Oshlack/JAFFA

how to pass qin=33 flag to bpipe command (JAFFAL)?

Closed this issue · 2 comments

I have encountered the following: some of my data (ONT) seem to have an issue with phred base quality encoding, the pipeline fails with this error:

Warning! Changed from ASCII-33 to ASCII-64 on input Z: 90 -> 59
Up to 2 prior reads may have been generated with incorrect qualities.
If this is a problem you may wish to re-run with the flag 'qin=33' or 'qin=64'.

/...  more text/

Exception in thread "main" java.lang.RuntimeException: ReformatReads terminated in an error state; the output may be corrupt.
	at jgi.ReformatReads.process(ReformatReads.java:1103)
	at jgi.ReformatReads.main(ReformatReads.java:43)
# # # # # # #
[Tasks and exercises]
1. In the JAFFAL issue, could you rewrite everything from "Closed this issue" down to "at jgi.ReformatReads.process(ReformatReads.java:1103)", replacing "pipeline" with "workflow"?
2. According to the JAFFAL issue, why might someone need to re-run with the flag 'qin=33' or 'qin=64'?
3. How would the JAFFAL issue go on after its last line? Please continue it.

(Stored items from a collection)
# # # # # # #
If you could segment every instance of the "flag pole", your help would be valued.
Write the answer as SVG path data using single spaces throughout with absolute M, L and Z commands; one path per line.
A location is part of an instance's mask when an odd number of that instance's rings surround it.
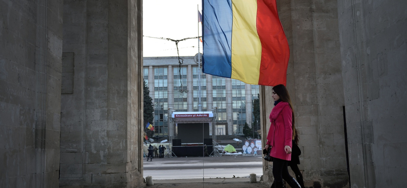
M 199 8 L 198 5 L 196 5 L 196 9 L 198 13 L 199 13 Z M 200 70 L 200 54 L 199 53 L 199 15 L 198 14 L 198 111 L 202 111 L 202 103 L 201 102 L 201 70 Z

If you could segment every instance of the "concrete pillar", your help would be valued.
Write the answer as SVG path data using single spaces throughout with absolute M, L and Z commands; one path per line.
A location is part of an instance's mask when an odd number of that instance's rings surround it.
M 0 2 L 0 187 L 58 186 L 62 8 Z
M 61 187 L 143 182 L 141 2 L 64 2 L 63 50 L 76 58 L 63 65 L 74 69 L 62 99 Z
M 405 1 L 338 1 L 350 182 L 405 186 Z
M 323 186 L 348 186 L 337 1 L 277 1 L 277 6 L 290 46 L 286 87 L 300 132 L 305 185 L 318 180 Z M 264 138 L 274 106 L 272 88 L 260 89 Z M 271 174 L 271 167 L 266 165 L 264 173 Z

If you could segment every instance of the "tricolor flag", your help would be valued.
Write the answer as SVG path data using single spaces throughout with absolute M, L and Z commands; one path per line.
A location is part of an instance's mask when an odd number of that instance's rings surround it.
M 148 129 L 149 129 L 149 130 L 150 130 L 150 131 L 154 131 L 154 127 L 153 126 L 152 124 L 150 124 L 150 122 L 147 123 L 147 126 L 146 126 L 146 128 Z
M 203 72 L 286 84 L 289 48 L 276 0 L 204 0 Z
M 200 14 L 199 11 L 198 11 L 198 22 L 202 23 L 202 14 Z

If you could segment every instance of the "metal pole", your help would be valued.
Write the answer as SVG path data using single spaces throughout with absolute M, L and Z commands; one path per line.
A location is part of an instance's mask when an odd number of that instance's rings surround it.
M 252 130 L 252 132 L 253 132 L 252 133 L 253 133 L 253 139 L 254 139 L 254 125 L 253 124 L 254 124 L 254 123 L 251 123 L 251 130 Z
M 199 9 L 198 5 L 196 5 L 196 9 L 198 12 Z M 199 15 L 198 16 L 199 16 Z M 199 17 L 198 20 L 199 21 Z M 201 80 L 201 71 L 200 71 L 200 54 L 199 53 L 199 22 L 198 21 L 198 111 L 202 111 L 202 103 L 201 103 L 201 90 L 200 90 L 200 80 Z

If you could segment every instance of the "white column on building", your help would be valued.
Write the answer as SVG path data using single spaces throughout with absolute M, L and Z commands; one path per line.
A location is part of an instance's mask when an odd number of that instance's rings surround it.
M 168 66 L 168 70 L 167 71 L 168 76 L 168 108 L 174 107 L 174 74 L 172 70 L 172 66 Z M 171 112 L 168 112 L 168 115 Z
M 208 111 L 213 108 L 213 96 L 212 95 L 212 75 L 207 75 L 207 108 Z
M 253 101 L 251 100 L 251 85 L 249 84 L 245 84 L 245 96 L 246 97 L 246 122 L 250 123 L 249 126 L 251 127 L 251 123 L 253 122 Z M 257 130 L 255 130 L 257 131 Z
M 226 112 L 227 119 L 227 132 L 233 135 L 233 105 L 232 105 L 232 80 L 226 78 Z
M 194 99 L 192 92 L 193 92 L 193 85 L 192 84 L 192 67 L 190 65 L 188 66 L 187 71 L 187 86 L 188 86 L 188 111 L 194 111 Z
M 153 104 L 154 104 L 154 68 L 153 66 L 149 66 L 149 89 L 150 89 L 150 97 L 153 99 Z

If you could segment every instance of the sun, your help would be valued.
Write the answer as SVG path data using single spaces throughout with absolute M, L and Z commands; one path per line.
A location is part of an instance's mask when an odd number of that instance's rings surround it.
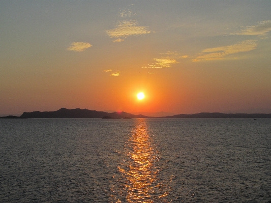
M 137 94 L 137 99 L 138 99 L 139 100 L 142 100 L 144 97 L 145 95 L 142 92 Z

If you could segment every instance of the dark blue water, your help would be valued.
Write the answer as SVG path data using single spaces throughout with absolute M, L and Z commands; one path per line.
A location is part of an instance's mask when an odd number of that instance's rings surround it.
M 271 202 L 269 119 L 2 119 L 0 155 L 0 202 Z

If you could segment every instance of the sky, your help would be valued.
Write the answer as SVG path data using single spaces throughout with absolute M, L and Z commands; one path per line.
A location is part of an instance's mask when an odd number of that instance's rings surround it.
M 2 0 L 0 114 L 269 110 L 270 11 L 270 0 Z

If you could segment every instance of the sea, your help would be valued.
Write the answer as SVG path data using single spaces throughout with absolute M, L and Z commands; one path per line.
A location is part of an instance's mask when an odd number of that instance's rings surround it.
M 271 202 L 271 119 L 0 120 L 1 202 Z

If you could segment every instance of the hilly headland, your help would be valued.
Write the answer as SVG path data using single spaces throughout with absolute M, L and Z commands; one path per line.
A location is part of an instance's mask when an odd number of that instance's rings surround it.
M 108 113 L 86 109 L 75 108 L 68 109 L 62 108 L 54 111 L 24 112 L 19 117 L 8 115 L 0 119 L 34 119 L 34 118 L 271 118 L 271 113 L 222 113 L 218 112 L 202 112 L 194 114 L 179 114 L 167 117 L 148 117 L 142 114 L 134 114 L 126 112 Z

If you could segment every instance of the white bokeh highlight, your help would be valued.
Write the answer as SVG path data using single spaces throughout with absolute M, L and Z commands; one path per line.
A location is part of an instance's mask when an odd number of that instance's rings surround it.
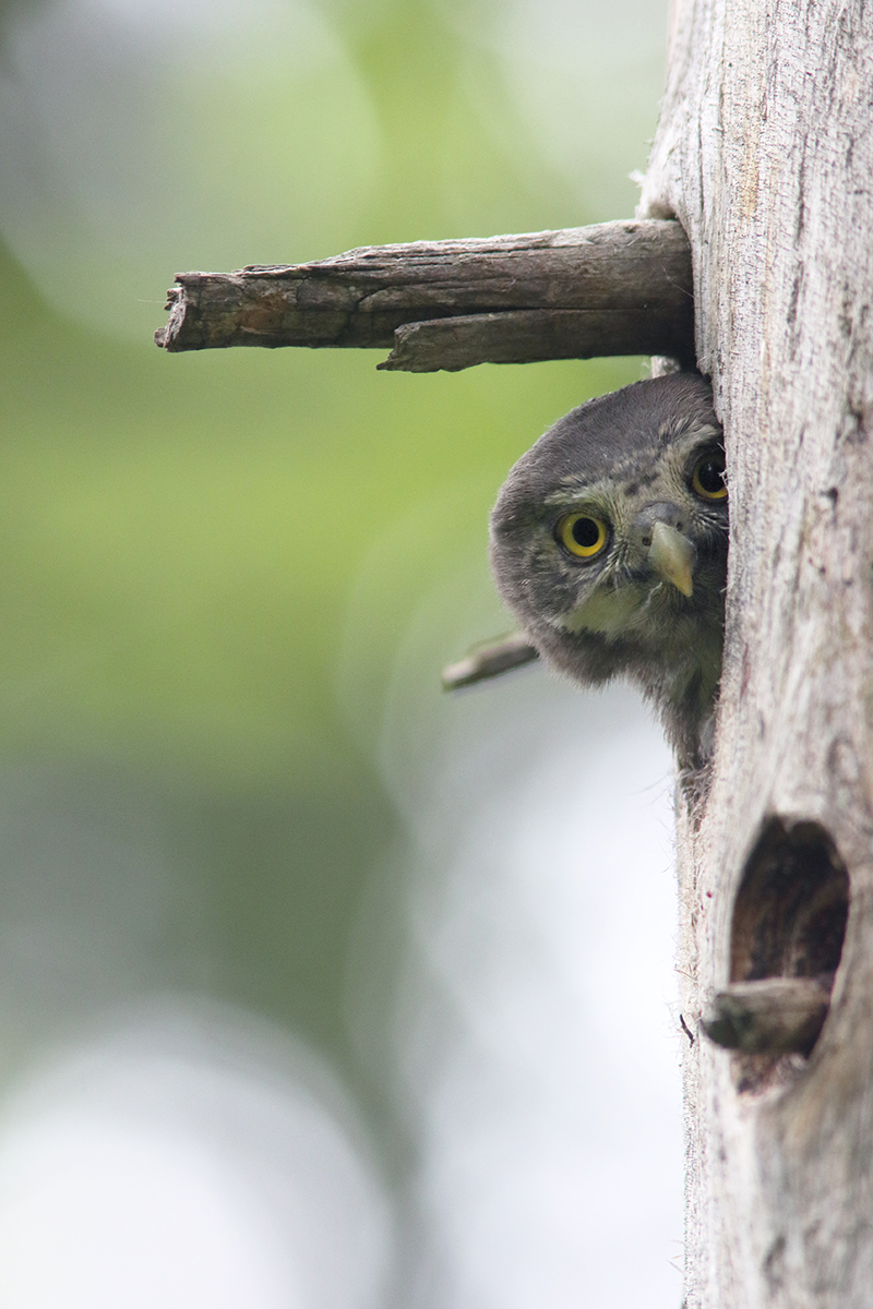
M 335 1081 L 251 1014 L 119 1016 L 0 1117 L 3 1309 L 376 1309 L 391 1258 Z
M 670 753 L 622 686 L 585 694 L 537 668 L 438 699 L 435 631 L 453 641 L 469 620 L 465 589 L 412 615 L 382 738 L 410 838 L 394 1035 L 418 1147 L 406 1295 L 415 1309 L 675 1309 Z

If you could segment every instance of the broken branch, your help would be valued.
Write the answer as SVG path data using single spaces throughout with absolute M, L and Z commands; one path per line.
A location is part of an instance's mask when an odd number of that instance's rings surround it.
M 369 246 L 240 272 L 183 272 L 168 351 L 394 347 L 410 372 L 658 353 L 694 361 L 691 258 L 671 220 Z

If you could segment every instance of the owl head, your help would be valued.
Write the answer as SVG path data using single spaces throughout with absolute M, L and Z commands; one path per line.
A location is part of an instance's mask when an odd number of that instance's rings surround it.
M 636 382 L 555 423 L 507 478 L 491 563 L 547 662 L 582 686 L 631 677 L 681 759 L 700 762 L 728 564 L 721 427 L 703 377 Z

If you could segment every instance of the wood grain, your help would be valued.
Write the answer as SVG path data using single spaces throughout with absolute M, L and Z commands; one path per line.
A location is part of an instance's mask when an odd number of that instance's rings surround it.
M 730 487 L 716 753 L 708 798 L 679 812 L 683 1012 L 730 980 L 774 822 L 815 825 L 849 882 L 809 1060 L 757 1089 L 708 1042 L 685 1055 L 686 1304 L 869 1309 L 873 8 L 674 0 L 671 24 L 641 212 L 688 233 Z
M 383 368 L 669 355 L 692 361 L 688 243 L 647 220 L 351 250 L 238 272 L 183 272 L 164 350 L 391 348 Z

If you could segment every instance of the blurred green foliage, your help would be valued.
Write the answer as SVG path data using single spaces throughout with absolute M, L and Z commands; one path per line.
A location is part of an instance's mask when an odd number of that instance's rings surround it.
M 603 212 L 597 195 L 580 212 L 524 123 L 507 132 L 512 152 L 490 132 L 471 79 L 504 127 L 513 111 L 493 58 L 450 10 L 391 0 L 334 18 L 381 156 L 349 221 L 331 212 L 331 240 L 626 216 Z M 264 158 L 281 169 L 300 124 L 275 117 L 270 86 L 251 88 L 262 99 L 249 109 L 268 135 Z M 220 80 L 203 103 L 200 130 L 216 134 L 233 190 L 246 151 L 234 103 L 221 102 Z M 335 187 L 326 194 L 338 203 Z M 332 253 L 308 238 L 238 262 Z M 149 288 L 153 327 L 174 271 Z M 166 925 L 162 980 L 251 1004 L 344 1062 L 348 936 L 374 860 L 398 838 L 377 745 L 404 624 L 446 577 L 484 573 L 488 508 L 513 459 L 641 364 L 418 377 L 377 373 L 378 356 L 352 351 L 168 357 L 145 334 L 126 340 L 62 317 L 9 255 L 0 288 L 7 766 L 45 763 L 94 787 L 132 779 L 143 804 L 171 814 L 179 878 L 198 888 L 179 894 Z M 82 287 L 82 317 L 105 295 Z M 492 636 L 495 620 L 496 607 L 471 635 Z M 441 660 L 462 653 L 452 637 L 429 656 L 435 683 Z M 356 661 L 366 665 L 360 719 L 349 692 L 338 695 L 340 664 Z

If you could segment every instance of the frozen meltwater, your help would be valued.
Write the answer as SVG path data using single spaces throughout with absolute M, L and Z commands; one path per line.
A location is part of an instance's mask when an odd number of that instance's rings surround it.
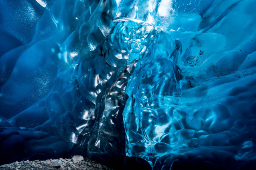
M 255 6 L 2 0 L 0 164 L 255 168 Z

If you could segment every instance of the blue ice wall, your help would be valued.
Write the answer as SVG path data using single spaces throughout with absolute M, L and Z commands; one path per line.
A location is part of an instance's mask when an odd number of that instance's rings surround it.
M 2 0 L 0 164 L 256 167 L 255 6 Z

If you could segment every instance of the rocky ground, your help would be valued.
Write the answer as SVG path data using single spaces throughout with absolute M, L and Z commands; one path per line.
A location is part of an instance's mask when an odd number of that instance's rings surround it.
M 18 162 L 2 165 L 0 170 L 111 170 L 106 166 L 83 158 L 81 156 L 74 156 L 71 159 L 50 159 Z

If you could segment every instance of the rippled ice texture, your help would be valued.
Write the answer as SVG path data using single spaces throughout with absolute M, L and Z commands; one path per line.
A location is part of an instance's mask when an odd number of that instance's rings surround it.
M 255 167 L 255 6 L 1 0 L 0 164 L 82 154 L 126 168 L 130 157 L 154 170 Z

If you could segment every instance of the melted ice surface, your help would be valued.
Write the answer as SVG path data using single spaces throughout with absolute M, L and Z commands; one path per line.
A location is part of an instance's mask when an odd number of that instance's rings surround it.
M 0 163 L 83 154 L 156 170 L 250 166 L 255 6 L 2 0 Z

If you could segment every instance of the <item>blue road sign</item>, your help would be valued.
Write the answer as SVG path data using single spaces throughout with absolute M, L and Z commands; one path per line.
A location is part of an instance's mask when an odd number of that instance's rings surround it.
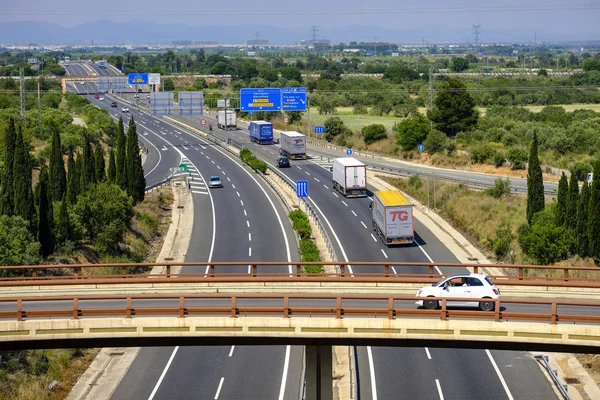
M 240 89 L 240 111 L 281 111 L 281 89 Z
M 283 111 L 306 111 L 306 88 L 281 89 Z
M 299 199 L 308 197 L 308 181 L 296 181 L 296 196 Z
M 127 83 L 130 85 L 147 85 L 148 74 L 129 74 L 127 75 Z

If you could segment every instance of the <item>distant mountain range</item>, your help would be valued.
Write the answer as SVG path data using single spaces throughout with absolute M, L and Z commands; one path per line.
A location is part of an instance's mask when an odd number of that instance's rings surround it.
M 600 25 L 599 25 L 600 26 Z M 183 24 L 157 24 L 144 21 L 112 22 L 94 21 L 66 28 L 46 22 L 3 22 L 0 23 L 0 44 L 39 45 L 112 45 L 112 44 L 171 44 L 172 40 L 217 41 L 219 44 L 241 44 L 261 33 L 261 39 L 271 44 L 295 44 L 309 37 L 302 28 L 278 28 L 269 25 L 234 26 L 191 26 Z M 441 25 L 423 26 L 415 29 L 387 29 L 376 26 L 322 27 L 321 38 L 331 43 L 351 41 L 379 41 L 391 43 L 465 43 L 470 40 L 470 29 L 450 28 Z M 600 29 L 585 35 L 552 34 L 539 32 L 539 42 L 583 41 L 600 36 Z M 518 30 L 486 29 L 482 42 L 487 43 L 531 43 L 532 32 Z

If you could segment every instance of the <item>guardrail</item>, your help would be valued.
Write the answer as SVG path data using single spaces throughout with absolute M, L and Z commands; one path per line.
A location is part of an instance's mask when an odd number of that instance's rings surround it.
M 307 274 L 306 265 L 333 265 L 336 273 Z M 129 274 L 128 268 L 165 267 L 165 273 L 147 276 Z M 173 274 L 171 269 L 182 270 L 200 268 L 202 272 Z M 232 273 L 232 268 L 249 268 L 248 273 Z M 291 269 L 290 269 L 291 267 Z M 356 272 L 350 267 L 362 267 L 368 272 Z M 546 267 L 506 264 L 460 264 L 460 263 L 379 263 L 379 262 L 184 262 L 184 263 L 132 263 L 132 264 L 58 264 L 34 266 L 0 266 L 0 287 L 27 285 L 63 285 L 63 284 L 118 284 L 118 283 L 193 283 L 193 282 L 369 282 L 369 283 L 421 283 L 431 284 L 451 274 L 440 274 L 437 269 L 443 267 L 470 268 L 480 273 L 485 267 L 500 267 L 512 271 L 510 275 L 490 275 L 498 285 L 512 286 L 552 286 L 600 288 L 600 279 L 573 277 L 573 271 L 596 273 L 595 267 Z M 86 270 L 114 268 L 109 275 L 85 274 Z M 219 270 L 217 270 L 219 268 Z M 260 272 L 259 272 L 260 268 Z M 412 272 L 403 270 L 411 269 Z M 423 272 L 414 272 L 422 269 Z M 546 271 L 545 277 L 528 276 L 526 270 Z M 120 273 L 117 272 L 120 270 Z M 557 272 L 558 276 L 548 272 Z M 16 275 L 20 276 L 16 276 Z M 174 281 L 176 279 L 176 281 Z
M 472 298 L 438 298 L 428 297 L 428 300 L 438 301 L 439 309 L 416 308 L 414 301 L 423 298 L 414 296 L 358 296 L 358 295 L 280 295 L 280 294 L 191 294 L 191 295 L 137 295 L 137 296 L 59 296 L 45 297 L 40 302 L 38 297 L 14 297 L 0 299 L 3 311 L 0 319 L 25 321 L 35 318 L 73 319 L 94 317 L 164 317 L 173 316 L 186 318 L 188 316 L 229 316 L 231 318 L 246 316 L 275 316 L 280 318 L 292 317 L 346 317 L 387 318 L 398 317 L 431 318 L 441 321 L 453 319 L 492 320 L 495 322 L 546 322 L 556 325 L 565 323 L 600 323 L 600 315 L 571 314 L 560 312 L 563 307 L 585 307 L 598 311 L 600 302 L 563 301 L 563 300 L 500 300 L 486 299 L 494 303 L 493 311 L 477 311 L 464 309 L 449 309 L 448 302 L 472 302 Z M 146 304 L 160 300 L 157 306 Z M 219 302 L 218 300 L 221 300 Z M 307 305 L 306 300 L 314 305 Z M 303 302 L 304 301 L 304 302 Z M 29 308 L 29 303 L 34 303 Z M 58 309 L 59 303 L 65 303 Z M 187 303 L 186 303 L 187 302 Z M 356 306 L 360 302 L 361 306 Z M 398 304 L 397 302 L 403 302 Z M 260 304 L 264 303 L 264 304 Z M 304 304 L 303 304 L 304 303 Z M 351 303 L 349 305 L 349 303 Z M 6 310 L 12 304 L 14 309 Z M 112 306 L 110 306 L 112 304 Z M 257 305 L 260 304 L 260 305 Z M 513 312 L 507 311 L 510 305 L 540 305 L 546 306 L 549 312 Z M 44 308 L 44 306 L 48 308 Z

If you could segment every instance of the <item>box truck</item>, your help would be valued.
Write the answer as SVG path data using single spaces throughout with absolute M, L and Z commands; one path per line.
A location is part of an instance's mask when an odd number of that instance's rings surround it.
M 273 124 L 267 121 L 250 122 L 250 141 L 259 144 L 273 144 Z
M 397 190 L 380 190 L 371 202 L 373 230 L 388 247 L 413 243 L 413 205 Z
M 306 160 L 306 136 L 299 132 L 281 132 L 279 154 L 292 160 Z
M 227 110 L 227 122 L 225 122 L 225 110 L 219 111 L 217 115 L 217 126 L 221 129 L 237 129 L 237 114 L 235 110 Z
M 346 197 L 365 197 L 367 166 L 352 157 L 334 158 L 333 188 Z

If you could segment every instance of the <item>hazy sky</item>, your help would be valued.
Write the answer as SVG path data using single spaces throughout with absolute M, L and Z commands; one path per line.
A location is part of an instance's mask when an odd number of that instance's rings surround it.
M 571 4 L 570 4 L 571 3 Z M 254 4 L 254 5 L 252 5 Z M 600 32 L 600 0 L 0 0 L 0 21 L 146 20 L 188 25 L 272 25 L 309 30 L 367 25 L 411 29 L 426 25 L 555 33 Z M 600 36 L 597 37 L 600 39 Z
# # # # # # #
[Written answers]
1.
Closed this issue · 2 comments

I have encountered the following: some of my data (ONT) seem to have an issue with phred base quality encoding, the workflow fails with this error:

Warning! Changed from ASCII-33 to ASCII-64 on input Z: 90 -> 59
Up to 2 prior reads may have been generated with incorrect qualities.
If this is a problem you may wish to re-run with the flag 'qin=33' or 'qin=64'.

/...  more text/

Exception in thread "main" java.lang.RuntimeException: ReformatReads terminated in an error state; the output may be corrupt.
	at jgi.ReformatReads.process(ReformatReads.java:1103)

2. On input Z (90 -> 59), the tool switched from ASCII-33 to ASCII-64 quality encoding. As a result, up to 2 earlier reads may have been generated with incorrect qualities.

3.
When I run the process itself with qin=33, it completes successfully:

java -ea -Xmx200m -cp /home/epi2melabs/JAFFA/tools/bbmap/current/ jgi.ReformatReads ignorebadquality=t in=in.fastq out=tst3.all.fasta threads=4 qin=33

However, I'd like to pass qin=33 to the pipeline call. I tried:

/home/epi2melabs/JAFFA/tools/bin/bpipe run -n 4  -p jaffa_output="tst_dir_out" -p refBase=JAFFA_gencode_44  -p genome=hg38  -p annotation=genCode44 -p fastqInputFormat="*.fastq" -p qin=33  /home/epi2melabs/JAFFA/JAFFAL.groovy  in.fastq || :

but this does not work, i.e. the pipeline fails with the same error as originally. Is it anything I am doing wrong (not really familiar with bpipe), and how to fix this?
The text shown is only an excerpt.